* **Your objective**: Include in the output the line containing "like (974, 434)." and each subsequent line of the records, through the end, transcribed exactly. Add nothing else.

* **Records shown**:
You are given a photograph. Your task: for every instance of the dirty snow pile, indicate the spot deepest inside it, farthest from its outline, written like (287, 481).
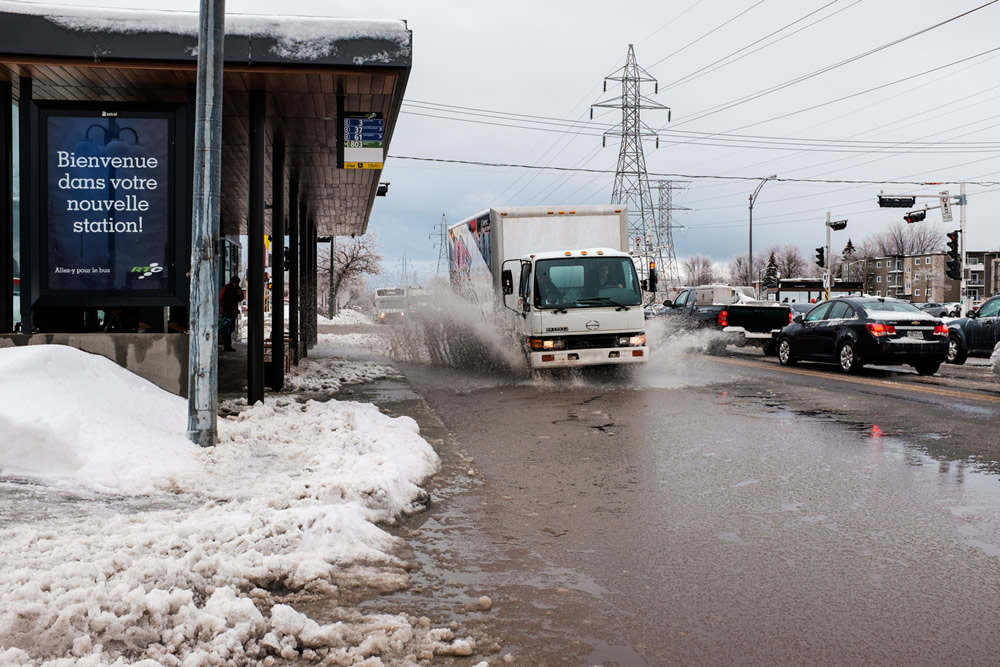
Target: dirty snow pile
(318, 373)
(377, 344)
(147, 548)
(346, 316)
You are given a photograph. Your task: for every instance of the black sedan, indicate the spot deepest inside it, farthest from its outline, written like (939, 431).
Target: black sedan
(854, 331)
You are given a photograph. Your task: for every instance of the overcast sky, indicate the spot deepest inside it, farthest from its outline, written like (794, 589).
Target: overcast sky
(922, 109)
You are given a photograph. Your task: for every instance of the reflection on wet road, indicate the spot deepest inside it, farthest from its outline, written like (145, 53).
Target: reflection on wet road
(715, 515)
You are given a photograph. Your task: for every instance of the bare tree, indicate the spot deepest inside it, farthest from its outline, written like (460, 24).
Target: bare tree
(698, 270)
(902, 239)
(738, 271)
(789, 262)
(353, 258)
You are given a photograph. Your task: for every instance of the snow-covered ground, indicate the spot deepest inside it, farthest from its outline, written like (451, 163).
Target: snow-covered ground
(347, 316)
(176, 555)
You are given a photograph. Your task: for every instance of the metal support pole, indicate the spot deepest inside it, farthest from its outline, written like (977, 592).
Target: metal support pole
(332, 309)
(753, 198)
(827, 270)
(25, 206)
(204, 312)
(963, 285)
(304, 263)
(6, 207)
(278, 266)
(314, 313)
(750, 245)
(294, 284)
(255, 239)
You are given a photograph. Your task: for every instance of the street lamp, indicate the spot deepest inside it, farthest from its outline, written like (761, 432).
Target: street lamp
(753, 198)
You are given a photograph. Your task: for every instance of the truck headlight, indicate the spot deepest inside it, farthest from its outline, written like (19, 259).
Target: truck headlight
(632, 341)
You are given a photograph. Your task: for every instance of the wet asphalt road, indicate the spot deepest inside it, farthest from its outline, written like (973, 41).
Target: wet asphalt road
(712, 511)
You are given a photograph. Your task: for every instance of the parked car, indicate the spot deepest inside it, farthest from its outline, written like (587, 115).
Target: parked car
(653, 310)
(854, 331)
(976, 334)
(732, 312)
(935, 309)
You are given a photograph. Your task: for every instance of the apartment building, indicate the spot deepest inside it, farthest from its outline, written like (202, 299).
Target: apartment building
(922, 279)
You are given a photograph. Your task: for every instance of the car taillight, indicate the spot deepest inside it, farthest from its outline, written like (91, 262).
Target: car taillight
(878, 329)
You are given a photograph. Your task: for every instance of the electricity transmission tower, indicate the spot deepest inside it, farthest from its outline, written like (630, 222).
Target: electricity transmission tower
(631, 183)
(666, 257)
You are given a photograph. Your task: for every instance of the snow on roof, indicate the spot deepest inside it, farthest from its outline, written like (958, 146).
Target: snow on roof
(296, 37)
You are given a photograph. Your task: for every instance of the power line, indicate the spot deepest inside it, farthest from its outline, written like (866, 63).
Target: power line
(739, 101)
(508, 165)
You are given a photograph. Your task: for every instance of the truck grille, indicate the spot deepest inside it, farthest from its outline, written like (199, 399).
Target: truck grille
(591, 342)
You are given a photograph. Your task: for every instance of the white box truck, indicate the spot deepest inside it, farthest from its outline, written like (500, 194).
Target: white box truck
(560, 281)
(390, 304)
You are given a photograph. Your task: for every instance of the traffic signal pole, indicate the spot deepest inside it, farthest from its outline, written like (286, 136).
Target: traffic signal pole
(827, 275)
(963, 288)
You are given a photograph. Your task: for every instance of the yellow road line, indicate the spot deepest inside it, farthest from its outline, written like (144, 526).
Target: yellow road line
(951, 393)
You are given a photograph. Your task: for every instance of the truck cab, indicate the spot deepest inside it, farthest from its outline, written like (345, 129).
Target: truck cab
(577, 308)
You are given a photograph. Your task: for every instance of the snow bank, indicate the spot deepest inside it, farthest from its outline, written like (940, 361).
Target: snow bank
(347, 316)
(285, 506)
(67, 415)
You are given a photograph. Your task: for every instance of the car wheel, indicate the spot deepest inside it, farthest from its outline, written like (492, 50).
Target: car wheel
(785, 356)
(847, 357)
(956, 353)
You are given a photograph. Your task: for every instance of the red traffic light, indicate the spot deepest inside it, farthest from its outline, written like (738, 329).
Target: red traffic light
(896, 202)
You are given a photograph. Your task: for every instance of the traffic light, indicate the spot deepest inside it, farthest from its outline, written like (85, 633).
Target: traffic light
(954, 256)
(896, 202)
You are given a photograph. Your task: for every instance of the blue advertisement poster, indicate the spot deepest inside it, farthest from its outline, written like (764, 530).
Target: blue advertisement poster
(108, 193)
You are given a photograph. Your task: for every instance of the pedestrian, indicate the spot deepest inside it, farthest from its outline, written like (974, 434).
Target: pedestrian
(229, 304)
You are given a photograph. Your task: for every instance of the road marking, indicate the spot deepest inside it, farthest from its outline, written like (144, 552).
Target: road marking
(951, 393)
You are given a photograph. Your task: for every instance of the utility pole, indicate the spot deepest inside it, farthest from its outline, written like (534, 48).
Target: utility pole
(203, 351)
(332, 307)
(406, 281)
(631, 182)
(442, 245)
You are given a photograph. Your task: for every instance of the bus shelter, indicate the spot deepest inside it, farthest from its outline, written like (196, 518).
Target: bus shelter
(96, 139)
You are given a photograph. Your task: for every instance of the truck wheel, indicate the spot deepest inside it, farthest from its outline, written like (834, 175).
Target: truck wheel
(785, 356)
(847, 357)
(956, 353)
(716, 347)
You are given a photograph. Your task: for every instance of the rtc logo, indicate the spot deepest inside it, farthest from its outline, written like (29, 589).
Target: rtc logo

* **Task answer**:
You are given a photograph. Your task: for every instance of the pedestrian, indicate the spot deepest inside it, farthest from its outline, written like (974, 434).
Target: pedestrian
(229, 304)
You are given a photograph. Your task: for every instance of the road marking, indicate the spot deepest inside it, farthest from its outline, written like (144, 552).
Target: road marking
(951, 393)
You are given a photograph. Your task: for every instance of the utility pole, indicate the spot deepest inside it, farthest from its outline, written like (534, 48).
Target: utility pole
(203, 351)
(332, 307)
(406, 281)
(631, 182)
(442, 245)
You are given a photograph. Your task: for every instance of the bus shelter, indicate the spot deepest inside it, farthest from its outline, written like (196, 518).
Target: bus shelter
(96, 139)
You are given a photograph. Your task: for every instance of the truck wheel, indicate the spot deepest inside it, farthest from its outline, written like (834, 175).
Target: truck wheel
(785, 356)
(847, 357)
(956, 353)
(716, 347)
You are given a photograph. Your task: for every instance of the rtc logo, indicate the spot deepest inside it, farthest from its outline, written like (29, 589).
Target: rtc logo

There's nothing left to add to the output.